• **Data section**
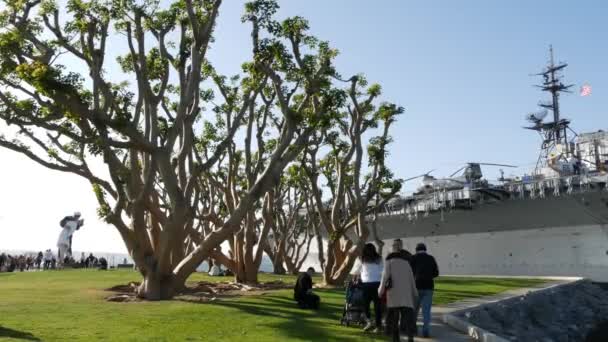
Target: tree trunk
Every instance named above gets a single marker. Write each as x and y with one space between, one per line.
156 286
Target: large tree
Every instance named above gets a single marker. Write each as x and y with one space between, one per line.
352 194
165 137
292 221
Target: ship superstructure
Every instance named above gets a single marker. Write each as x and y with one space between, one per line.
551 221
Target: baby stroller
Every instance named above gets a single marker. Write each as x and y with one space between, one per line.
354 308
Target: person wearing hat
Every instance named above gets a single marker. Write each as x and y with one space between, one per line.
399 286
425 271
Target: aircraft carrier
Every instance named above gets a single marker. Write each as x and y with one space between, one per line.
550 222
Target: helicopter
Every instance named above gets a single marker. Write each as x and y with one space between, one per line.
471 173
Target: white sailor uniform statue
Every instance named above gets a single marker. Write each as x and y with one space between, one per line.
70 224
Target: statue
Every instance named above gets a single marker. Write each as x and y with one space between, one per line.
70 224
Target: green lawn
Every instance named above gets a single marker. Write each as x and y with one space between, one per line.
70 306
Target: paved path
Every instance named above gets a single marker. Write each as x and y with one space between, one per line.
442 332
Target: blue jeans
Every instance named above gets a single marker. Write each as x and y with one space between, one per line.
425 300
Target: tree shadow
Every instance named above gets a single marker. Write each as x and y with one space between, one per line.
20 335
295 323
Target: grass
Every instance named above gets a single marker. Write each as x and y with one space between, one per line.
70 306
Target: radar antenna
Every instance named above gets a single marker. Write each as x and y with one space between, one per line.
555 133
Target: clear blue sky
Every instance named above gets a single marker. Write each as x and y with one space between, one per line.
460 68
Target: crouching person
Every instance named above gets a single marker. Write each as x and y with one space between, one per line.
401 295
302 292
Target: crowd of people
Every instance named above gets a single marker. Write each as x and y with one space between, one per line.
47 260
400 287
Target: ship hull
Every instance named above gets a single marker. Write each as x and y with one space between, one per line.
553 236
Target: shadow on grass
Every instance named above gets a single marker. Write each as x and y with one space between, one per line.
20 335
296 323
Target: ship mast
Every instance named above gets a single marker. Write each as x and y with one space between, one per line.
554 133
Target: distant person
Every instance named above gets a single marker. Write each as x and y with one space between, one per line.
48 258
103 264
39 259
425 271
91 261
401 295
398 246
3 261
369 272
302 292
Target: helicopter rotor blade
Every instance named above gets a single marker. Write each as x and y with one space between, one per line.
493 164
462 168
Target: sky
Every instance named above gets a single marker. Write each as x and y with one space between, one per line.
461 69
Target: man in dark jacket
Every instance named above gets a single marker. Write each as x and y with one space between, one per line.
302 292
425 271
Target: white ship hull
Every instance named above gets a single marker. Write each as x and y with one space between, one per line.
554 236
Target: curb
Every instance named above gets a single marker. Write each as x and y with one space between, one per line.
478 334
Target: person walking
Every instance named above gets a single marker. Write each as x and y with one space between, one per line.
401 294
302 292
425 271
369 272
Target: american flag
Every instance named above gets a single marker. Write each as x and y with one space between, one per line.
586 90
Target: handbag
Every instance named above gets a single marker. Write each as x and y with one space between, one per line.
388 284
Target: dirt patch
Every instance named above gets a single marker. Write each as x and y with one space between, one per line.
124 288
202 291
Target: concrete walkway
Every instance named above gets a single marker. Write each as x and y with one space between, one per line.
442 332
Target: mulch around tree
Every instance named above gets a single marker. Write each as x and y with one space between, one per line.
200 292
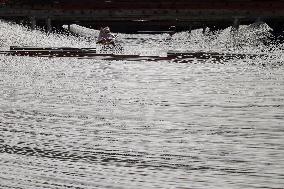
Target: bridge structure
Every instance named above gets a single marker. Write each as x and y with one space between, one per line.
132 15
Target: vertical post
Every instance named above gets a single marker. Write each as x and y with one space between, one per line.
204 29
48 25
236 24
33 22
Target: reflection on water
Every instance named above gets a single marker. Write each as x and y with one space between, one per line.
83 123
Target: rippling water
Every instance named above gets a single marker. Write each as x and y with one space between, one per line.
84 123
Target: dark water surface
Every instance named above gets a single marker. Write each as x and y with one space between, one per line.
83 123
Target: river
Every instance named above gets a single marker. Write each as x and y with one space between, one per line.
86 123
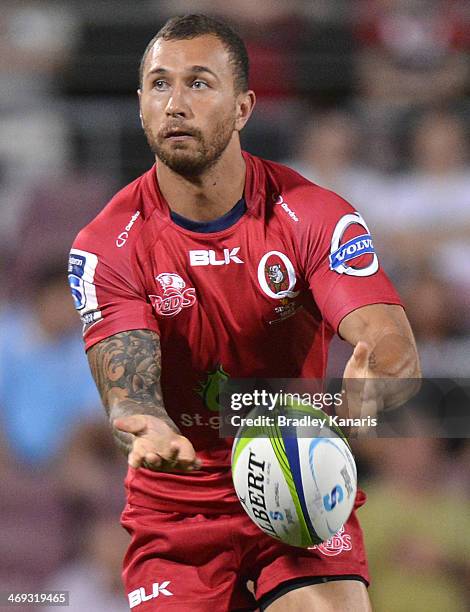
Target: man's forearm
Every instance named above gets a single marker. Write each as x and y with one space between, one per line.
127 368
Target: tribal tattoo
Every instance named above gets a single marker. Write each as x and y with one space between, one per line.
127 368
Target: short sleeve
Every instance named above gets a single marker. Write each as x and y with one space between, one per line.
342 267
107 292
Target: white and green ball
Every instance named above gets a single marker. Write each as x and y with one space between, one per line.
296 489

• **Task goal**
Rescale the stretch from the line containing "Target: white and green ball" through the end of the rows, both ends included, and give only those lines again, requests included. Multiply every point coordinate in the answers by 1.05 and round to whole numbers, with halves rounded up.

• **Finished exercise**
Target: white and green ball
Every instance named above gets a single marker. Write each as x and y with one space between, one per line.
311 513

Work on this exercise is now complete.